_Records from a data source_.
[START]
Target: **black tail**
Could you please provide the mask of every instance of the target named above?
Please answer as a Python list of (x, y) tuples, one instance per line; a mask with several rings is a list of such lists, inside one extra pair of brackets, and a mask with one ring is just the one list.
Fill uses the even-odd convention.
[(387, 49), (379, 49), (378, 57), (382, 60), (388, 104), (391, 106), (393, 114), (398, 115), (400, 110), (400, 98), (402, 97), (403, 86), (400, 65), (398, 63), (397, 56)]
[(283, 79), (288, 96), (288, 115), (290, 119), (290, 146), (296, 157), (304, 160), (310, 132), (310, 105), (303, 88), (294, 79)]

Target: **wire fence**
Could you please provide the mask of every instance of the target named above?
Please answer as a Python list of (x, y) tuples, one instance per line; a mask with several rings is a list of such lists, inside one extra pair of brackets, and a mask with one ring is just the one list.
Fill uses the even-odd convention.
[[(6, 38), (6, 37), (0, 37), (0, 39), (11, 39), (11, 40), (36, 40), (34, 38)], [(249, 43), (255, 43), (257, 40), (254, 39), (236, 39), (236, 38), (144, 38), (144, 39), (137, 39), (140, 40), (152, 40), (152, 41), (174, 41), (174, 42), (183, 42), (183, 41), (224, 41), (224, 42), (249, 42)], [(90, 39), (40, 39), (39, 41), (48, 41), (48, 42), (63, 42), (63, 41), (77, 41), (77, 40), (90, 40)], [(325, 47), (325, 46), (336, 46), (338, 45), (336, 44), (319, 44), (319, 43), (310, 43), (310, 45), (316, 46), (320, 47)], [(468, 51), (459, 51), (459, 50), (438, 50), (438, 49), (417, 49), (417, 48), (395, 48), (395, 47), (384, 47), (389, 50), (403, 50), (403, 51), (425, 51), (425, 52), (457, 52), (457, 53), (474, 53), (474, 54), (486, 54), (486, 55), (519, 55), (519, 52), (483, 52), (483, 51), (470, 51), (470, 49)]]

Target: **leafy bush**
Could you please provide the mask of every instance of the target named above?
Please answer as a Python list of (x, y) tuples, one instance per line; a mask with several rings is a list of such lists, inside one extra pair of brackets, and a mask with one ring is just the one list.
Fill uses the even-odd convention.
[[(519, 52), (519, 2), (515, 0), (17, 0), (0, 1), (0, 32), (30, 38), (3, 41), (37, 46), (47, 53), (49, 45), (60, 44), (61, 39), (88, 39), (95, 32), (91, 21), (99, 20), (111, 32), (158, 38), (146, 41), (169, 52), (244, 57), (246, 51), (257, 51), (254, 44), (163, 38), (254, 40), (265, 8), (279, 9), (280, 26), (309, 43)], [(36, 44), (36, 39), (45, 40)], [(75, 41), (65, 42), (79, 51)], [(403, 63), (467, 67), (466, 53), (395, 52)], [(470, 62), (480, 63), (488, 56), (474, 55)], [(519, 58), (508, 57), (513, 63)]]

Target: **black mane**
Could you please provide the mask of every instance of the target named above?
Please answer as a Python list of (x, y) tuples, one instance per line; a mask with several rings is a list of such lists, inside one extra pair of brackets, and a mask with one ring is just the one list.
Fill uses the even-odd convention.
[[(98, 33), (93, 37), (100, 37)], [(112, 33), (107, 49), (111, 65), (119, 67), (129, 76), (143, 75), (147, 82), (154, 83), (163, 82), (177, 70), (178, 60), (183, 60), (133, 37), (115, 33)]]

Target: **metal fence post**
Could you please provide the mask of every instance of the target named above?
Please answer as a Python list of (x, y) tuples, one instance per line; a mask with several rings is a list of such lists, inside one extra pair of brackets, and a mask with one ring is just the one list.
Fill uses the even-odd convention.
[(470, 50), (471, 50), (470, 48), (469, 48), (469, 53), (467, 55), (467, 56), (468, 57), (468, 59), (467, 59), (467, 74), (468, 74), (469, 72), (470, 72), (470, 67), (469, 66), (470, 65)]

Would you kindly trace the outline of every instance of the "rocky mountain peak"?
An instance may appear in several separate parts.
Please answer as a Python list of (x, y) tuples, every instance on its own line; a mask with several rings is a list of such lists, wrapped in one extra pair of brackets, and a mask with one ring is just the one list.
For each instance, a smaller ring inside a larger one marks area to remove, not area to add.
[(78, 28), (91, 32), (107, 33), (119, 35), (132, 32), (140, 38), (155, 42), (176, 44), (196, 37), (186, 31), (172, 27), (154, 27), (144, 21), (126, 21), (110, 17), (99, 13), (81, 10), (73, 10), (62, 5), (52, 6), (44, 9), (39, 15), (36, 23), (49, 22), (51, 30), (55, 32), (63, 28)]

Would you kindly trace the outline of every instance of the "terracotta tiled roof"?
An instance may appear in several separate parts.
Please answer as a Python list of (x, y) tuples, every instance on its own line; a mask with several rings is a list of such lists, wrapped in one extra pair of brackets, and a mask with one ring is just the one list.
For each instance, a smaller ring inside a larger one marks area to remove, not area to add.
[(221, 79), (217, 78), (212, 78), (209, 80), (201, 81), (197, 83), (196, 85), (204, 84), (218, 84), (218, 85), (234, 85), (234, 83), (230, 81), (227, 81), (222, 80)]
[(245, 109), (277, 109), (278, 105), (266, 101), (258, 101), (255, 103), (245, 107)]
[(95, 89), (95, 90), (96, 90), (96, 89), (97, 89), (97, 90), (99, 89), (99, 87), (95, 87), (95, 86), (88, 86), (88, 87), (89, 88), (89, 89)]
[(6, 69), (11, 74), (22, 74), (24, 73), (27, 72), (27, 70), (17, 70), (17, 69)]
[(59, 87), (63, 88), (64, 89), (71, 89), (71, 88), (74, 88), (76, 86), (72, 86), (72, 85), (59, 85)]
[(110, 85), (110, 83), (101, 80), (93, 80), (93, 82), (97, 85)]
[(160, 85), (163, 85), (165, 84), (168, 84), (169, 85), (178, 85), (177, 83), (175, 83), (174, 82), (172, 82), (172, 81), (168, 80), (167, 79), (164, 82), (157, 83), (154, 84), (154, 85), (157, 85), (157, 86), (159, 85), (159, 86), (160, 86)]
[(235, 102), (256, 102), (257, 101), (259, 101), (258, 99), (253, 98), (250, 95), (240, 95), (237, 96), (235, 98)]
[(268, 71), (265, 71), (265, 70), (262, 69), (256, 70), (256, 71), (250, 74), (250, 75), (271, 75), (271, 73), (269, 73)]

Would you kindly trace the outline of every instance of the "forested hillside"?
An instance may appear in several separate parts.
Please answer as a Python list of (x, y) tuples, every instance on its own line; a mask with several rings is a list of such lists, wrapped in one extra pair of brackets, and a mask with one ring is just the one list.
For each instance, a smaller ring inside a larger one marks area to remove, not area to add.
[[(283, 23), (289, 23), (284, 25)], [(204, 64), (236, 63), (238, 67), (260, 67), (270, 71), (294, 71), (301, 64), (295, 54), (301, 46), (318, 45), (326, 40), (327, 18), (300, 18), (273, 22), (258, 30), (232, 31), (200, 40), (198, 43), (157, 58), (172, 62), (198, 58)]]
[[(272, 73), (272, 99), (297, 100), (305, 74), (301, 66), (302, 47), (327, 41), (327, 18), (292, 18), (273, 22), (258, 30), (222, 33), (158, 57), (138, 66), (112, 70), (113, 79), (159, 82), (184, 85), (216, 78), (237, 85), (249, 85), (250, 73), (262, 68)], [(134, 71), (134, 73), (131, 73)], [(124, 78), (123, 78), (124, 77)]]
[END]
_WHAT TO PRODUCE_.
Copy every one of the entries above line for line, changing nothing.

_RESULT FOR THIS EXERCISE_.
Target: **black tail**
Could you please provide the mask of every instance of the target named above?
Please answer as a Python list of (x, y) tuples, one instance per line; a mask with several rings is a list of such lists, inside one extra pair of brackets, and a mask with one ring is just the one list.
Fill uses the even-odd convention.
[(387, 49), (379, 49), (378, 57), (382, 60), (388, 104), (391, 106), (393, 114), (398, 115), (400, 110), (400, 98), (402, 97), (403, 86), (400, 65), (398, 63), (397, 56)]
[(283, 79), (288, 96), (288, 115), (290, 119), (290, 146), (296, 157), (304, 160), (310, 132), (310, 105), (303, 88), (294, 79)]

Target: **wire fence**
Could you please provide the mask of every instance of the target named above?
Please answer as a Python list of (x, y) tuples, one instance per line; a mask with several rings is a list of such lists, inside one extra pair of brackets, and a mask with one ring is just the one list.
Fill uses the even-odd convention.
[[(6, 38), (6, 37), (0, 37), (0, 39), (11, 39), (11, 40), (36, 40), (34, 38)], [(249, 43), (255, 43), (257, 40), (254, 39), (236, 39), (236, 38), (144, 38), (144, 39), (137, 39), (140, 40), (152, 40), (152, 41), (174, 41), (174, 42), (183, 42), (183, 41), (224, 41), (224, 42), (249, 42)], [(90, 39), (40, 39), (39, 41), (48, 41), (48, 42), (63, 42), (63, 41), (77, 41), (77, 40), (90, 40)], [(325, 47), (325, 46), (336, 46), (338, 45), (336, 44), (319, 44), (319, 43), (310, 43), (310, 45), (316, 46), (320, 47)], [(468, 51), (459, 51), (459, 50), (438, 50), (438, 49), (417, 49), (417, 48), (395, 48), (395, 47), (384, 47), (389, 50), (403, 50), (403, 51), (425, 51), (425, 52), (457, 52), (457, 53), (474, 53), (474, 54), (486, 54), (486, 55), (519, 55), (519, 52), (483, 52), (483, 51), (470, 51), (470, 49)]]

Target: **leafy bush**
Could you please provide the mask of every instance of the target named above?
Please answer as a Python list of (x, y) tuples, one instance per line; a mask with several rings is a list of such lists, inside one extra pair of brackets, and a mask with one ring is just the one list.
Fill uses the even-odd convention.
[[(519, 52), (519, 2), (515, 0), (17, 0), (0, 1), (0, 32), (30, 38), (3, 41), (37, 46), (47, 53), (49, 45), (60, 44), (61, 39), (88, 39), (95, 32), (91, 21), (99, 20), (111, 32), (158, 38), (146, 41), (169, 52), (244, 57), (246, 51), (257, 51), (254, 44), (163, 38), (254, 40), (265, 8), (279, 9), (280, 26), (309, 43)], [(36, 44), (36, 39), (45, 40)], [(75, 41), (65, 42), (79, 51)], [(403, 63), (467, 67), (466, 53), (395, 52)], [(470, 62), (480, 63), (488, 56), (474, 55)], [(519, 58), (508, 57), (513, 63)]]

Target: **black mane**
Could you please provide the mask of every instance of the target named above?
Please answer as a Python list of (x, y) tuples, one instance per line; a mask with several rings is a list of such lists, inside one extra pair of brackets, and a mask with one ring is just the one list.
Fill uses the even-odd convention.
[[(98, 33), (93, 37), (100, 37)], [(112, 33), (107, 49), (111, 65), (119, 67), (129, 76), (143, 75), (147, 82), (154, 83), (163, 82), (177, 70), (178, 60), (183, 60), (133, 37), (115, 33)]]

Target: **metal fence post**
Could you please provide the mask of every instance of the target named above?
Please answer as a Python list of (x, y) tuples, one instance per line; a mask with several rings is a list of such lists, inside one extra pair of brackets, and a mask with one ring is just the one list.
Fill uses the even-odd convention.
[(470, 50), (471, 50), (470, 48), (469, 48), (469, 53), (467, 55), (467, 56), (468, 57), (468, 59), (467, 59), (467, 74), (468, 74), (469, 72), (470, 72), (470, 67), (469, 66), (470, 65)]

Would you kindly trace the outline of every instance of the "rocky mountain peak"?
An instance may appear in several separate parts.
Please answer as a Python list of (x, y) tuples, every instance on its own line; a mask with several rings is a list of such lists, wrapped in one extra pair of brackets, and a mask with one ring is just the one list.
For each instance, a smaller ring inside a larger one marks area to remove, not area to add.
[(78, 28), (91, 32), (107, 33), (119, 35), (132, 32), (140, 38), (155, 42), (176, 44), (196, 37), (186, 31), (172, 27), (154, 27), (144, 21), (126, 21), (110, 17), (99, 13), (81, 10), (73, 10), (62, 5), (52, 6), (44, 9), (39, 15), (36, 23), (49, 22), (51, 30), (55, 32), (63, 28)]

Would you kindly trace the outline of every instance of the "terracotta tiled roof"?
An instance may appear in several separate parts.
Please answer as a Python list of (x, y) tuples, every instance on its own line; a mask with several rings is a list of such lists, wrapped in one extra pair of brackets, and a mask with one ring is just the one list.
For each instance, a smaller ring inside a larger one marks area to remove, not area to add.
[(221, 79), (217, 78), (212, 78), (209, 80), (201, 81), (197, 83), (196, 85), (204, 84), (218, 84), (218, 85), (234, 85), (234, 83), (230, 81), (227, 81), (222, 80)]
[(245, 109), (277, 109), (278, 105), (266, 101), (258, 101), (255, 103), (245, 107)]
[(95, 89), (95, 90), (96, 90), (96, 89), (97, 89), (97, 90), (99, 89), (99, 87), (95, 87), (95, 86), (88, 86), (88, 87), (89, 88), (89, 89)]
[(6, 69), (11, 74), (22, 74), (24, 73), (27, 72), (27, 70), (17, 70), (17, 69)]
[(59, 87), (63, 88), (64, 89), (71, 89), (71, 88), (74, 88), (76, 86), (72, 86), (72, 85), (59, 85)]
[(110, 85), (110, 83), (101, 80), (93, 80), (93, 82), (97, 85)]
[(160, 85), (163, 85), (165, 84), (168, 84), (169, 85), (178, 85), (177, 83), (175, 83), (174, 82), (172, 82), (172, 81), (168, 80), (167, 79), (164, 82), (157, 83), (154, 84), (154, 85), (157, 85), (157, 86), (159, 85), (159, 86), (160, 86)]
[(235, 102), (256, 102), (257, 101), (259, 101), (258, 99), (253, 98), (250, 95), (240, 95), (237, 96), (235, 98)]
[(268, 71), (265, 71), (265, 70), (262, 69), (256, 70), (256, 71), (250, 74), (250, 75), (271, 75), (271, 73), (269, 73)]

Would you kindly trace the outline of every instance of the "forested hillside"?
An instance may appear in several separate parts.
Please answer as a Python list of (x, y) tuples, every instance on its own line; a mask with several rings is a list of such lists, wrapped in one extra pair of brackets, and a mask with one ring is just the one list.
For each instance, a smaller ring inside a larger one marks area to remove, not area to add.
[[(283, 23), (289, 23), (284, 25)], [(204, 64), (236, 63), (238, 67), (260, 67), (270, 71), (294, 71), (301, 64), (295, 54), (301, 46), (318, 45), (326, 40), (327, 18), (300, 18), (273, 22), (258, 30), (232, 31), (200, 40), (198, 43), (157, 58), (172, 62), (198, 58)]]
[[(272, 73), (272, 99), (297, 100), (305, 74), (301, 66), (302, 47), (327, 41), (327, 18), (292, 18), (273, 22), (258, 30), (222, 33), (158, 57), (138, 66), (112, 70), (113, 79), (159, 82), (184, 85), (216, 78), (237, 85), (249, 85), (250, 73), (262, 68)], [(134, 71), (134, 73), (131, 73)], [(124, 78), (123, 78), (124, 77)]]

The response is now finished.